_Exercise:_ Pull every line of the records below out verbatim, and leave the pictures out of your copy.

_Records to process:_
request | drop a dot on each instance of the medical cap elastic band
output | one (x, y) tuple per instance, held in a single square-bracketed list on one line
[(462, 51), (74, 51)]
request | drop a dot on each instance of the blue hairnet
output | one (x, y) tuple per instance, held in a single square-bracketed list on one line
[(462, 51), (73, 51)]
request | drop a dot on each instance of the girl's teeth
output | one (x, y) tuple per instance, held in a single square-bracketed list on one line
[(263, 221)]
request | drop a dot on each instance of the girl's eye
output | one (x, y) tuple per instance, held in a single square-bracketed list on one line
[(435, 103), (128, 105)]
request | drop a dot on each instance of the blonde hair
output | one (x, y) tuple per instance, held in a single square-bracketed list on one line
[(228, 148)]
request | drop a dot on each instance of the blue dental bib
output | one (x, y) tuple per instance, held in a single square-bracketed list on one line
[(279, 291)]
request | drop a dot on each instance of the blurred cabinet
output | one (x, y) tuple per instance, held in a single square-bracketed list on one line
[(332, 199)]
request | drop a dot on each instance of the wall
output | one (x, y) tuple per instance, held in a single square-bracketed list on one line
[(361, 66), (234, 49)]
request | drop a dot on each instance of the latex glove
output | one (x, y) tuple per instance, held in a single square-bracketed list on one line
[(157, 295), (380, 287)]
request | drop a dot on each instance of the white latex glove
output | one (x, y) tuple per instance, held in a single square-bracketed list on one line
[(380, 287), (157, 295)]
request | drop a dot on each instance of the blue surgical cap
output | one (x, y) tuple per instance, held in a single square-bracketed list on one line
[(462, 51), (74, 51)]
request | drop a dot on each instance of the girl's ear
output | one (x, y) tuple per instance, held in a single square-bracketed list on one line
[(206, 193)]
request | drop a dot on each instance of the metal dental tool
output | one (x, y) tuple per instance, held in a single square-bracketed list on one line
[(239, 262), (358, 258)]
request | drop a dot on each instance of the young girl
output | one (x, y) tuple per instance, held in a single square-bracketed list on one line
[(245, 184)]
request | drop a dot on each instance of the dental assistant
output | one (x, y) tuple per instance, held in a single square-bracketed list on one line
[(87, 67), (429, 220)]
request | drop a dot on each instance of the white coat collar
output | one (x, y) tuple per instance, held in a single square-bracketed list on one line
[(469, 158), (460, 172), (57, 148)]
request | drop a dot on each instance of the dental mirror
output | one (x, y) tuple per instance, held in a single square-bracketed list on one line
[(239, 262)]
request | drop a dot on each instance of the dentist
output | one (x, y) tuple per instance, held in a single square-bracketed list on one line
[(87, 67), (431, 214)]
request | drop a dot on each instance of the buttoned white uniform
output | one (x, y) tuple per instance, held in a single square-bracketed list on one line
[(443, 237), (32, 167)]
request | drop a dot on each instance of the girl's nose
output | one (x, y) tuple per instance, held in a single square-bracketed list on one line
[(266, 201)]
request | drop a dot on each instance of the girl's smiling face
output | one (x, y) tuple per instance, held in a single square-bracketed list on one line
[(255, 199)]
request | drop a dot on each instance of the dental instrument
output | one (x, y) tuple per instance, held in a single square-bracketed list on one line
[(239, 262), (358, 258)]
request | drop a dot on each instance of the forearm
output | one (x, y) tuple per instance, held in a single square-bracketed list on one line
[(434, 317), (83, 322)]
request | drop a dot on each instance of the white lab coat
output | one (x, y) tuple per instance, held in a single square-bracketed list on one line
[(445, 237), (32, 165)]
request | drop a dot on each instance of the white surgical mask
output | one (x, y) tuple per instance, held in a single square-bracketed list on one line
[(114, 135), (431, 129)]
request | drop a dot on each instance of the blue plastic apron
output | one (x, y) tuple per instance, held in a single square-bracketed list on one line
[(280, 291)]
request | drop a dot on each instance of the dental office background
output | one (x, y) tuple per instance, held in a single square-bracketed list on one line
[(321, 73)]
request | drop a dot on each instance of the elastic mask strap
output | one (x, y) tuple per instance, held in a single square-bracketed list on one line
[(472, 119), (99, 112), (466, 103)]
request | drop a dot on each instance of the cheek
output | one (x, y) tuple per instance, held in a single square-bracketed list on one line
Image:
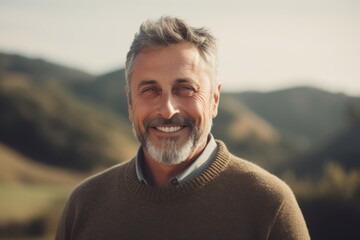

_Answer to the problem:_
request | drop a dot on each instance of the medical cap elastic band
output | one (x, y) tuple per instance, held in a single square-bracketed list on one line
[(462, 51), (74, 51)]
request | drop a dot on each instance of the blue hairnet
output | one (x, y) tuple per instance, held in a single square-bracketed list on one line
[(462, 51), (73, 51)]
request | drop a dot on each instance of the girl's teeth
output | one (x, y) tuple per instance, held in a single square-bracketed list on one line
[(263, 221)]
request | drop a dot on each instance of the girl's eye
output | one (x, y) tuple per instance, held in a single square-bracketed list on one line
[(435, 103), (128, 105)]
request | drop a dot on each instance of the blonde hair
output | one (x, y) tuple per instance, held in a single square-bracketed list on one line
[(228, 148)]
request | drop a dot on each instance of the blue dental bib
output | one (x, y) tuple per instance, held in a single square-bracketed list on one line
[(279, 291)]
request | drop a dot on each instance of the blurred cabinet
output | one (x, y) tuple per instance, held in a single square-bracketed list on one line
[(332, 199)]
request | drop a dot on each instance of the wall
output | one (x, y) tuple per instance, held in a single square-bracketed list on one line
[(361, 66), (234, 49)]
request | drop a dot on each instance of the latex glove
output | one (x, y) tuple per instance, held in a single square-bracketed list on one line
[(157, 295), (380, 287)]
request | drop a dot on each instance of the white latex glove
output | one (x, y) tuple per instance, held in a single square-bracketed list on one line
[(380, 287), (157, 295)]
request | drop a dot on each instance of the blue surgical cap
output | one (x, y) tuple per instance, held in a single square-bracketed list on one line
[(462, 51), (74, 51)]
request | drop a dot on each instance of the girl's ear
output | one (x, y) tuple per instance, held in a single square-bracketed list on one line
[(206, 193)]
request | drop a dot on each instance of the metal dental tool
output | one (x, y) tuple per instance, held in a single square-bracketed list on one line
[(239, 262), (358, 258)]
request | drop a dot on each instance of the young girl
output | one (x, y) tuple per instance, held in a single square-bracketed list on one line
[(245, 184)]
request | drop a dot on each instance of the dental assistant
output | one (x, y) tuple per instance, held in a single square-bracketed list on one line
[(87, 67), (429, 220)]
request | drop a dot on each instance of the white coat collar
output | one (x, y) tuple per instance, held in a single square-bracketed list on one line
[(469, 158), (460, 172), (57, 148)]
request | drop a dot on each instance of the dental mirror
output | one (x, y) tuple per instance, held in a single square-bracketed list on one line
[(239, 262)]
request | drop a dot on each instance of the dentist
output | one (x, y) tuple per instance, held in a single square-bracketed list on one line
[(87, 67), (431, 214)]
request | drop a dot on each instance of the buttoned white uniform
output | one (x, y) tuple per instance, held in a single square-bracketed list on one line
[(443, 237), (32, 167)]
request | drop a dot on each instance of the girl's nose
output | one (x, y) tuple per instance, held in a single square-bracketed list on one line
[(266, 201)]
request | drop a dot on each instance of the girl's smiling face
output | one (x, y) tuple per instance, held in a single square-bracketed list on one line
[(255, 199)]
request | drop a dot on each instance of the dental instrument
output | one (x, y) tuple per instance, held in a single square-bracketed list on one line
[(239, 262), (358, 258)]
request | drop a dot on each instance of the forearm
output | one (x, y) tuple per instance, held in a single square-bracketed list on one line
[(434, 317), (83, 322)]
request | drop a dot on each instance of the white lab coat
output | one (x, y) tuple per instance, held in a single square-bracketed list on one line
[(445, 237), (32, 165)]
request | drop a dot on each instance of the white surgical mask
output | one (x, y) tuple per instance, held in a single square-bracketed list on one line
[(114, 135), (431, 129)]
request | drop a dot on each instance of the blue plastic apron
output | one (x, y) tuple per instance, held in a single square-bracketed list on one line
[(280, 291)]
request | drop a dot on each instance of the dental office background
output | one (x, y) tuple per instance, held in a single square-bracketed list on one line
[(321, 73)]
request | drop a dot on each instance of the elastic mask strap
output | one (x, y) tuple per instance, held in a single square-bracketed list on one line
[(472, 119), (99, 112), (466, 103)]
request | drop a dot on each instance of the cheek
output | one (x, y) tuple per instance, held in a single square-bracketed list on one line
Image:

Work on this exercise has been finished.